Le plus frustrant est que je ne verrai sans doute jamais le résultat de nos actions. C’est un peu comme planter une graine. On ne la voit pas forcément germer et pousser. Pour qu’elle germe, il faut que toutes les conditions soient réunies. Or, elles ne dépendent pas toutes de nous et viennent progressivement.

 

Mon plus grand souhait est qu’un jour l’état béninois s’implique concrètement auprès des ONG comme celle des sœurs salésiennes. Ce qui signifiera qu’il veut promouvoir la solidarité nationale par la participation active des citoyens et des autorités nationales compétentes.

Au quotidien, je reste une blanche en Afrique

Le plus difficile est d’avoir la peau blanche car je suis sans cesse sollicitée dans la rue pour donner de l’argent ou des cadeaux. D’autre part, aucun tarif n’étant affiché, c’est à la tête du client que les prix sont fixés, et le jeu de la négociation devient pour moi encore plus compliqué !! Enfin le moyen de déplacement ici est le taxi moto. Malheureusement les règles de la circulation sont peu respectées et l’imprudence des chauffeurs me donnent l’impression de risquer le pire à chaque déplacement !!
Durant cette année, j’ai aussi eu la chance ce rencontrer des béninois devenus des amis, et avec qui nous avons partagé des moments mémorables. Ils nous ont permis au-delà de la découverte du pays, de mieux comprendre et appréhender tout ce que nous vivions sur ce sol si étranger à nos yeux.

 

Mon retour en France sera difficile. J’espère trouver un travail qui saura me combler ! Ce qui me pousse à rentrer, c’est l’envie de retrouver ma famille et mes amis qui me manquent beaucoup et que j’ai parfois l’impression de laisser égoïstement tomber !! Je ne remercierai jamais assez le Vidès et les sœurs salésiennes de m’offrir la chance de vivre une expérience si riche humainement parlant.

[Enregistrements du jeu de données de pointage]

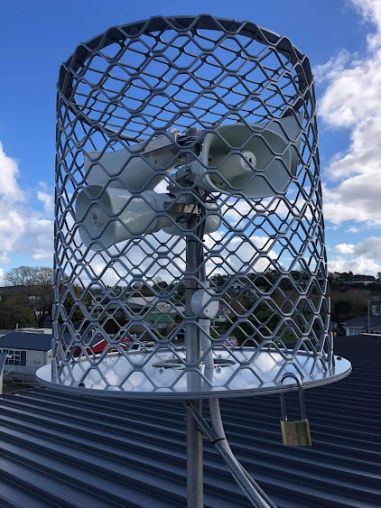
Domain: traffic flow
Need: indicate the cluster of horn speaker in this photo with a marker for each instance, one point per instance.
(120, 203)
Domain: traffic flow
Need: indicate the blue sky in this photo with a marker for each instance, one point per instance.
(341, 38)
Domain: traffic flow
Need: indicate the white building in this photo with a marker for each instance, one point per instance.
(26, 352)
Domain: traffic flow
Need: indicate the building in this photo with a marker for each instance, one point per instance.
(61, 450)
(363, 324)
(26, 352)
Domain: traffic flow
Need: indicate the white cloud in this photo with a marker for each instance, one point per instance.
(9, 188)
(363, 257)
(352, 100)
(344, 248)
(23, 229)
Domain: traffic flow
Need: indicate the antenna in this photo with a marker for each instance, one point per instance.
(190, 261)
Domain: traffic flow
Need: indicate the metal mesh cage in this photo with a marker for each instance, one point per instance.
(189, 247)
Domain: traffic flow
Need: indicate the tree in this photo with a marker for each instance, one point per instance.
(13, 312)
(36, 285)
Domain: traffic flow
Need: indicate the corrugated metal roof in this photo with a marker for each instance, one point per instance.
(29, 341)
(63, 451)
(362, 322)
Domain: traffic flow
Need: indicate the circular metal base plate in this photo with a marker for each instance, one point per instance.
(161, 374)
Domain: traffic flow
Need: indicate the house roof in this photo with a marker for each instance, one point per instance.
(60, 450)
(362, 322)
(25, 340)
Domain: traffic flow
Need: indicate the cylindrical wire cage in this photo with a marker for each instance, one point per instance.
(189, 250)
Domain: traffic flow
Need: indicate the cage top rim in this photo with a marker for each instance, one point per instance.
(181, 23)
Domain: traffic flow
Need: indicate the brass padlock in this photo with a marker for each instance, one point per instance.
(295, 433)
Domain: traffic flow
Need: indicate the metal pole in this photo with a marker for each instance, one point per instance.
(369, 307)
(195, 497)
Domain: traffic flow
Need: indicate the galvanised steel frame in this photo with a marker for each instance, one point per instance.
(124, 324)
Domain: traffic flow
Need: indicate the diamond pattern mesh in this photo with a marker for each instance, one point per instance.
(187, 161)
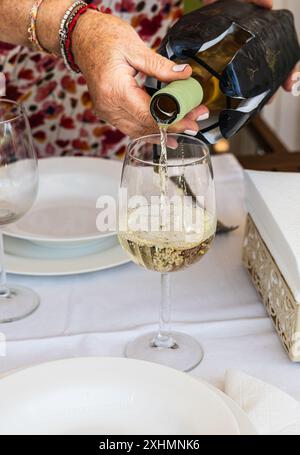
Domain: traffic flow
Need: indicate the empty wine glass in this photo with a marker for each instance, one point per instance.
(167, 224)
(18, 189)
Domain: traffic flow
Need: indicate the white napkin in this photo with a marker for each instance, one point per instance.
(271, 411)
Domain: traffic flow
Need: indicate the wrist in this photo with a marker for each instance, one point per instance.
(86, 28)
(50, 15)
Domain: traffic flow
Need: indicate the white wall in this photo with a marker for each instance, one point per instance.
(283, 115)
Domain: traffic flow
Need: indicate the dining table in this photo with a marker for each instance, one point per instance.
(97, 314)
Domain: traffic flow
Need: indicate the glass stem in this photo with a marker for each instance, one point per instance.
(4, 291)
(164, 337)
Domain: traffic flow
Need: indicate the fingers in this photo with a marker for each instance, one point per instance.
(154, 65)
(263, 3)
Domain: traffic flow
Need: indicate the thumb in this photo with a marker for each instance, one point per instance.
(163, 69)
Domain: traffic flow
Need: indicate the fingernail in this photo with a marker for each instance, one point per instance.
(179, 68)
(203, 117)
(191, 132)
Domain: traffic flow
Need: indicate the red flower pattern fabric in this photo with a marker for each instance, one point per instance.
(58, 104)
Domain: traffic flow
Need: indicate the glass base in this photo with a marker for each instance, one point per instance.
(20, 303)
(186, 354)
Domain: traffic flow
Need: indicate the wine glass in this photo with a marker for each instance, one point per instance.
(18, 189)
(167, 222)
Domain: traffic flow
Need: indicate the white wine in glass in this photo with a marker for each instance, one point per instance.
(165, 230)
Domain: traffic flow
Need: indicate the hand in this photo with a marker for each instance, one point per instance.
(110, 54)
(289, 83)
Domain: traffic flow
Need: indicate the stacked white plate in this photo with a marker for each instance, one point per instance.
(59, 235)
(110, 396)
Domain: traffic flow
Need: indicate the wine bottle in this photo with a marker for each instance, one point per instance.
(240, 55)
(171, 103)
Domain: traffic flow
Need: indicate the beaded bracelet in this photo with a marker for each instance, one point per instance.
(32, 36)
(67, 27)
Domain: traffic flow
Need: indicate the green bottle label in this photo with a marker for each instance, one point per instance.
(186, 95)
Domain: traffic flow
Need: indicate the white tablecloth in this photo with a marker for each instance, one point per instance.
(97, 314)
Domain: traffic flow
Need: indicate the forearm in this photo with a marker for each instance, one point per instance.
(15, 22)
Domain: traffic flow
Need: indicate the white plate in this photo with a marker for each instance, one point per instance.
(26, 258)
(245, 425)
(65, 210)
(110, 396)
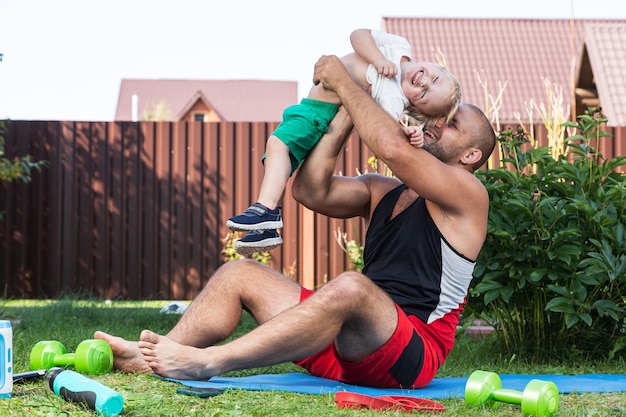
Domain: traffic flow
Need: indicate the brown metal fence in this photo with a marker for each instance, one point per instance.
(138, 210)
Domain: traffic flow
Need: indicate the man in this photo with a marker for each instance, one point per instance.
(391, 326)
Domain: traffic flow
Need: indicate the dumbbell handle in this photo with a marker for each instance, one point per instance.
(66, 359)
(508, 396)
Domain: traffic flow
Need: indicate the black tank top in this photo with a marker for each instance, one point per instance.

- CONSIGNE
D'après le témoignage sur le Bénin, quel est le moyen de déplacement utilisé sur place ?

- CORRIGÉ
Le taxi moto.